### What to work on
In the records below, change every "Expected format" to "Required format" and leave everything else unchanged.

### Material shown
──────────

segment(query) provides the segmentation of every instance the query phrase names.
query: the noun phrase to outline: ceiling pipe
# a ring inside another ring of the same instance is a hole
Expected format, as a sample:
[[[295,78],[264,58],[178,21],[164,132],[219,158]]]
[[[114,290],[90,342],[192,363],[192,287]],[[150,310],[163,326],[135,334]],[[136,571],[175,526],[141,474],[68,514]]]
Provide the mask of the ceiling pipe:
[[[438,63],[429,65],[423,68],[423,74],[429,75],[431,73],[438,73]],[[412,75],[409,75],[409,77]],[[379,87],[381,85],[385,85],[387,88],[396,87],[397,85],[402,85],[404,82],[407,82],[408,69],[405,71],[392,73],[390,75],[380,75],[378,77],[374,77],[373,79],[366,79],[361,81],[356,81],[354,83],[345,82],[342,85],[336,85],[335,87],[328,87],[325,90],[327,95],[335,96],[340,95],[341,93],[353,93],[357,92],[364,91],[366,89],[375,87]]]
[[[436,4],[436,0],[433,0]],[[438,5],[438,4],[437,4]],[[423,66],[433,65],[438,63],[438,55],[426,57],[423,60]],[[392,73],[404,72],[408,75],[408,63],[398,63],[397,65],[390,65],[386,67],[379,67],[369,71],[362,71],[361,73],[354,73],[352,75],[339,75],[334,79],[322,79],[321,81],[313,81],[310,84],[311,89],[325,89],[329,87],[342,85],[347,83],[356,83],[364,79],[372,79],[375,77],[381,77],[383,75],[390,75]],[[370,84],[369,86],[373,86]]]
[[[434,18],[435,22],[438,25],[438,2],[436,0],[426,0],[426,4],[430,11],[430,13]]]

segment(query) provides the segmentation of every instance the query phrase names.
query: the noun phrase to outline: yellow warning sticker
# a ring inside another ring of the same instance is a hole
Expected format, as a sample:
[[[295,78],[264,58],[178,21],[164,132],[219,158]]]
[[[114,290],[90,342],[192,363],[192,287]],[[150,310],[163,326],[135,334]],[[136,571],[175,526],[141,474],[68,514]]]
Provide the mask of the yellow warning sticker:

──────────

### Output of the exercise
segment(query) provides the segmentation of every instance the query phrase names.
query: the noun phrase to outline: ceiling pipe
# a ring inside another ring of the same instance is a hole
Required format, as a sample:
[[[295,78],[264,58],[178,21],[164,132],[219,158]]]
[[[114,290],[90,342],[192,363],[192,287]],[[150,310],[163,326],[135,334]],[[136,571],[175,526],[141,474],[68,514]]]
Provide the mask of the ceiling pipe:
[[[438,63],[429,65],[423,68],[423,74],[429,75],[431,73],[438,73]],[[412,75],[409,75],[409,77]],[[379,87],[381,85],[385,85],[387,88],[396,87],[397,85],[402,85],[404,82],[407,82],[408,69],[405,71],[392,73],[390,75],[380,75],[378,77],[374,77],[373,79],[366,79],[361,81],[356,81],[354,83],[345,82],[342,85],[336,85],[335,87],[328,87],[325,90],[327,95],[335,96],[340,95],[341,93],[353,93],[357,92],[364,91],[366,89],[375,87]]]
[[[436,4],[436,0],[433,0]],[[438,5],[438,4],[437,4]],[[423,66],[433,65],[438,63],[438,55],[426,57],[423,60]],[[392,73],[404,72],[408,75],[408,63],[398,63],[397,65],[390,65],[386,67],[379,67],[369,71],[362,71],[361,73],[354,73],[352,75],[339,75],[334,79],[322,79],[321,81],[313,81],[310,84],[311,89],[325,89],[329,87],[342,85],[347,83],[356,83],[364,79],[372,79],[375,77],[381,77],[383,75],[390,75]],[[370,84],[369,86],[373,86]]]
[[[434,18],[435,22],[438,25],[438,2],[436,0],[426,0],[426,4],[430,11],[430,13]]]

segment(query) provides the segmentation of every instance the query phrase names.
query: the noun phrase to outline: yellow warning sticker
# a ring inside another ring of the same instance is a hole
Required format, as a sample:
[[[295,78],[264,58],[178,21],[164,132],[219,158]]]
[[[114,290],[90,342],[192,363],[192,287]],[[150,310],[163,326],[135,334]],[[136,571],[175,526],[141,474],[68,514]]]
Provide the mask of the yellow warning sticker:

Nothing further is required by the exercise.